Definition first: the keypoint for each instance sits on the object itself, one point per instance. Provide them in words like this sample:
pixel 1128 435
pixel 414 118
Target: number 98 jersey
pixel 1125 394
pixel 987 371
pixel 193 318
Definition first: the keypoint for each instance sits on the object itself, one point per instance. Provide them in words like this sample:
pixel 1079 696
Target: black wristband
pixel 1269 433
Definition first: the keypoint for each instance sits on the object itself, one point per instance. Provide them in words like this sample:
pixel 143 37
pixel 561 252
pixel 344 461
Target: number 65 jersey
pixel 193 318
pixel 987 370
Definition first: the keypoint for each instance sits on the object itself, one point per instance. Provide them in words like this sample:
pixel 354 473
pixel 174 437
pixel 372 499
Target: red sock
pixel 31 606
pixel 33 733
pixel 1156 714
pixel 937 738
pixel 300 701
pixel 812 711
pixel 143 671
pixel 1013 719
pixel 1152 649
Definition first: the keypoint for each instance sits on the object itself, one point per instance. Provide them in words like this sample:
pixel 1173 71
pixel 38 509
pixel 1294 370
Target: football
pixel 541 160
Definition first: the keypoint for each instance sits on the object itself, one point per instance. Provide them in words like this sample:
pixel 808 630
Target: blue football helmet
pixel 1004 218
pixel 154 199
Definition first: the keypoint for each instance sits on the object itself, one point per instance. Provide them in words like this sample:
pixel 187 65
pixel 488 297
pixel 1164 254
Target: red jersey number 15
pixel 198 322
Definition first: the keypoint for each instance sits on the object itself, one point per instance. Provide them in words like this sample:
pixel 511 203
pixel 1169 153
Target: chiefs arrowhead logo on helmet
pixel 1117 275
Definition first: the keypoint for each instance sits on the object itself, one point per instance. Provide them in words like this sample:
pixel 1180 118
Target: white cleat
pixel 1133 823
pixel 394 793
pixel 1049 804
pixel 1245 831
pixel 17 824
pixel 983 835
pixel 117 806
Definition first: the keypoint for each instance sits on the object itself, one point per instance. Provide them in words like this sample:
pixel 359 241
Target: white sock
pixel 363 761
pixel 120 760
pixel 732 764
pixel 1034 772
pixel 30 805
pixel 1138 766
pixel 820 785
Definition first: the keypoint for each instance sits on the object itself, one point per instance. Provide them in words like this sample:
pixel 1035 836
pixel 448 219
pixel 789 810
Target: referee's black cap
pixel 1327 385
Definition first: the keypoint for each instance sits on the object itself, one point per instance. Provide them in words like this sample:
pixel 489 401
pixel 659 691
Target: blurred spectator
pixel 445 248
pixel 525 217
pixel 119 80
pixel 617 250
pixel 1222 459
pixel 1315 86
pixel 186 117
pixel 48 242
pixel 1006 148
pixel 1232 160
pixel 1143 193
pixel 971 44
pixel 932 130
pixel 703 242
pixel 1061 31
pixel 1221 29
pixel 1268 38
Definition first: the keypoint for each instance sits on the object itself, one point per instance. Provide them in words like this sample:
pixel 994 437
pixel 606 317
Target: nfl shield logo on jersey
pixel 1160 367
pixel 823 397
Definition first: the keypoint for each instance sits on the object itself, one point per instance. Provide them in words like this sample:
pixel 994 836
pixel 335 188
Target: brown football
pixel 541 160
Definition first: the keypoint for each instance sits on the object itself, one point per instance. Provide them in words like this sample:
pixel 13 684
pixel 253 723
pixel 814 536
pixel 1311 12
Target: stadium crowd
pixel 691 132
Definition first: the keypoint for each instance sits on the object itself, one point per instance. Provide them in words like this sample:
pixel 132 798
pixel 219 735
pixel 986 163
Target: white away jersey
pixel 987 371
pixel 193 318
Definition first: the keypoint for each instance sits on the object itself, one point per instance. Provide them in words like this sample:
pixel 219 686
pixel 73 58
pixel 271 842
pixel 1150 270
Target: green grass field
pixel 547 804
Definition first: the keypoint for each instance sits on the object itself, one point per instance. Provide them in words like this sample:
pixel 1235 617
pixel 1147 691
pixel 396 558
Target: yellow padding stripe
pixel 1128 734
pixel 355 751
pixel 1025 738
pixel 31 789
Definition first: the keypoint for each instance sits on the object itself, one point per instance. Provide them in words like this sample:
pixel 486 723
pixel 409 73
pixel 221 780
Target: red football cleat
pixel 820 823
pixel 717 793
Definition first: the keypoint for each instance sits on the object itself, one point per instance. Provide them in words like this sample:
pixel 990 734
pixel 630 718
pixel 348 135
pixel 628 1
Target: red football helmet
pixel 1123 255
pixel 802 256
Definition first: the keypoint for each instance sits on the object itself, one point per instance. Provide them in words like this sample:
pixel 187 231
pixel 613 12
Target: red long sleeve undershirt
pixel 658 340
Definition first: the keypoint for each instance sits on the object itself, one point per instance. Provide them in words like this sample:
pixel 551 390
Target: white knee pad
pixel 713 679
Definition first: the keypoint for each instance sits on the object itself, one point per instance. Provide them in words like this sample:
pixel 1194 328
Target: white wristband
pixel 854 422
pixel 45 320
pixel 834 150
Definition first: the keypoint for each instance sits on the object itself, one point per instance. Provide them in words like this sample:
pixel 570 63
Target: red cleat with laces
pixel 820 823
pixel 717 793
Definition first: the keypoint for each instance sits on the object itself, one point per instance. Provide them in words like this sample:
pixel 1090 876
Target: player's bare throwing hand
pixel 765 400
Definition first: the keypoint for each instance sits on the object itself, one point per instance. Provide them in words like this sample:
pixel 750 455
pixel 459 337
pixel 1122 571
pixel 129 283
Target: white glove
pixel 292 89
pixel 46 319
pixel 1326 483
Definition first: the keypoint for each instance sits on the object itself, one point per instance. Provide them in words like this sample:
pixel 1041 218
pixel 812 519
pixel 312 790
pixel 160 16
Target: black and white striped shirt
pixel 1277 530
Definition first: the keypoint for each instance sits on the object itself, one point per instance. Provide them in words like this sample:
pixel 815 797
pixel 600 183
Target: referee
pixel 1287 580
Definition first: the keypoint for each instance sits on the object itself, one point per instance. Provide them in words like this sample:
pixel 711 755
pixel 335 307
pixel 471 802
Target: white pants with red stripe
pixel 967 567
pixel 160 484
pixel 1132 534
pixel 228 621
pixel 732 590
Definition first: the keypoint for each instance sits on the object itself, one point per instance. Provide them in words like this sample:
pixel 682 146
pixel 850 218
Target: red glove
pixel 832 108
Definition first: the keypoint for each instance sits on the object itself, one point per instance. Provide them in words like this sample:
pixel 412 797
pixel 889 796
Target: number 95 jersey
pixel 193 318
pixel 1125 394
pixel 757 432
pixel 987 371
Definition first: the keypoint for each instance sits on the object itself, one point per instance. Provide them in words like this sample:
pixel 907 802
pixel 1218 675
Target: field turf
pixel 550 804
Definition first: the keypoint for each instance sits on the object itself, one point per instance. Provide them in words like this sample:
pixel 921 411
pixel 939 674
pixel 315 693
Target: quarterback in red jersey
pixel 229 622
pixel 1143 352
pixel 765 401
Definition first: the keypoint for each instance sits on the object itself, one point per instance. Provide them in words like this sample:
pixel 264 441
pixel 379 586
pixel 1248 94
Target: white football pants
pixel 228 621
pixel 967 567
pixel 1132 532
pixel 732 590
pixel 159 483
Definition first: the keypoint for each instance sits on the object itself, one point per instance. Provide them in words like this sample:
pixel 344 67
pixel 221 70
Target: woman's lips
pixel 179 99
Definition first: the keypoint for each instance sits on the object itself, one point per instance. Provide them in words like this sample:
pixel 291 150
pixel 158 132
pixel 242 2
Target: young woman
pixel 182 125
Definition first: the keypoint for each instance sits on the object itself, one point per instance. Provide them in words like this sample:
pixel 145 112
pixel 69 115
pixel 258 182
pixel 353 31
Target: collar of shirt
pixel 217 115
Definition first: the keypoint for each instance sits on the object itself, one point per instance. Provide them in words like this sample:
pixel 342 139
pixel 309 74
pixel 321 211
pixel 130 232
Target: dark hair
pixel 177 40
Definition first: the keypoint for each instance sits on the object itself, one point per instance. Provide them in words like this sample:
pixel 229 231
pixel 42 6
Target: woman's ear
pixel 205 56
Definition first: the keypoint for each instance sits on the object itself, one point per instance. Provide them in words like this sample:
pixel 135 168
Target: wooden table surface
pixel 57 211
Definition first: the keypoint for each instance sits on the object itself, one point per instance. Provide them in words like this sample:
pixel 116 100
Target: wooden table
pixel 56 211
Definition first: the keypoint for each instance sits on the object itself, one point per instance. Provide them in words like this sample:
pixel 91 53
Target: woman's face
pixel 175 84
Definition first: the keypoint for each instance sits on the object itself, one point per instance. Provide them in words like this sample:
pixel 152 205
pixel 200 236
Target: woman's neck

============================================================

- [Your assignment]: Write out word for word only the lines from the start of the entries down to the line with "pixel 372 499", please, including both ends.

- [Solved exercise]:
Definition first: the keypoint for each instance sits on the object itself, one point per instance. Provide them in words like this sample:
pixel 1128 435
pixel 414 118
Target: number 98 jersey
pixel 1125 394
pixel 987 371
pixel 193 318
Definition first: the keypoint for each instance sits on the object itself, one point per instance. Provide them in words like this sample:
pixel 1079 696
Target: black wristband
pixel 1269 433
Definition first: the keypoint for each instance sits on the object itself, one point per instance. Provide them in words like this sample:
pixel 143 37
pixel 561 252
pixel 344 461
Target: number 65 jersey
pixel 193 318
pixel 987 370
Definition first: the keypoint for each instance sits on the object itself, one point per instance. Provide them in words like this sample:
pixel 354 473
pixel 174 437
pixel 372 499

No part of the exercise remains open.